The other night I was at a church here in Little Rock, who is on their second Marriage Oneness session.  I just kind of snuck in the back as a fly on the wall, and I was amazed at how the lead couple, the host couple for Marriage Oneness, and their five support couples were hosting these twelve couples in this rich environment, providing for them a lot of fun at the beginning, a lot of laugher. 

They did the video.  Afterwards they got in the circle-up groups and they sat in with them.  There was laughter and interaction and some tears, but I particularly noticed one couple where the wife said, “You know, the thing that’s most important to me is my husband is committed to eight weeks of giving me quality time.  We’re seeing our marriage already becoming different.”

Dennis:  This is really powerful stuff around a number of topics.  Tim, what topics do you cover during the eight weeks?

▶ **Exercise task**
Extend the transcript about the Marriage Oneness church session by picking up right after its last line. The data comes from a separate source.

▶ **Dataset content**
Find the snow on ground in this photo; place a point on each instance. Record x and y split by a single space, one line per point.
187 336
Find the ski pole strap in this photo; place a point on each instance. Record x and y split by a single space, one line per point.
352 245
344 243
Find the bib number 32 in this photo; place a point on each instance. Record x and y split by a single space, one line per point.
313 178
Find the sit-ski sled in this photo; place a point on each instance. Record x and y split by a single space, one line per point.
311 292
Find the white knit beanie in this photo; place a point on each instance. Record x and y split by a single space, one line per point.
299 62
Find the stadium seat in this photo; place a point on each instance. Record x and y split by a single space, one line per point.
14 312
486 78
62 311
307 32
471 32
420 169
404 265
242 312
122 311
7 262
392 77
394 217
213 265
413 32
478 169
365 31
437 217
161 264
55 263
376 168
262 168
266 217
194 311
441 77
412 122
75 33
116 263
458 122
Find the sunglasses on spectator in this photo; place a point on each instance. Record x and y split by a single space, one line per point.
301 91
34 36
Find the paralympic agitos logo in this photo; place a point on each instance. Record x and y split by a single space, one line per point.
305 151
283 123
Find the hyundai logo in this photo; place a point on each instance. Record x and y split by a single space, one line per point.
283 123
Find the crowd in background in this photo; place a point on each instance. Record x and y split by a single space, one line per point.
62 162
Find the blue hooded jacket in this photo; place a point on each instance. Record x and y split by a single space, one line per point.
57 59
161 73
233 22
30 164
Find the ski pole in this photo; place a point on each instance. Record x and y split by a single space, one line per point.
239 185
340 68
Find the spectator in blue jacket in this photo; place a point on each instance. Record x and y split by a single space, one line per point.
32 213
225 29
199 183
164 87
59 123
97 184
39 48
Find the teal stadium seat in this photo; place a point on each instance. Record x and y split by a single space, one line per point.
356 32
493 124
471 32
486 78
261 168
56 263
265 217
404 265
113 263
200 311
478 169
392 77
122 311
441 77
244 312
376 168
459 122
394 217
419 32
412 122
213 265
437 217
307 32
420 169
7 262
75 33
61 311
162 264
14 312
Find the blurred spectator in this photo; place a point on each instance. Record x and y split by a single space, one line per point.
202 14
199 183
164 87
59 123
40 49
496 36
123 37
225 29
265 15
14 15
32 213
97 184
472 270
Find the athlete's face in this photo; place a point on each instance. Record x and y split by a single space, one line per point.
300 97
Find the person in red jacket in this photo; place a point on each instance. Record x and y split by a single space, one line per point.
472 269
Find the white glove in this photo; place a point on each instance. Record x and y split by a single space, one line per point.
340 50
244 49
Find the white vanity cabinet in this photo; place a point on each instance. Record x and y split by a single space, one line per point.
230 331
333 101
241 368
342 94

▶ **Response to this task**
Tim:  Well, we cover the seven key topics that every couple either struggles with or needs to master in order to have a better marriage:  communication, sexual intimacy, conflict resolution, roles and responsibility, money, family and friends, and spiritual beliefs.  You look at those seven, and in each one of them you not only get the information, but we give them Oneness Work, an opportunity for them that week to improve in that area, or grow in it, or just begin to communicate in a new way together as a couple.

Dennis:  Lea, you watched this whole thing be videoed.  Robert became the executive director/producer . . .

Lea:  That’s right.

Robert:  Invaded their home . . .

Dennis:  You also appear in this.  From your perspective as a wife, how do think a couple is going to benefit from going through this? 

Lea:  I think the thing that Robert did that was so creative in this is he cuts into Tim’s talks, with me commenting on something that Tim had just said, or maybe the kids running through the house, or a scene of real life, or maybe us doing something as a family that Tim’s talking about.  So, when you’re watching it, that gives you a real connection point.  It’s suddenly like, “Okay, that’s real life.  This isn’t a TV show, and this wasn’t set up to look a certain way, this is just who they are.”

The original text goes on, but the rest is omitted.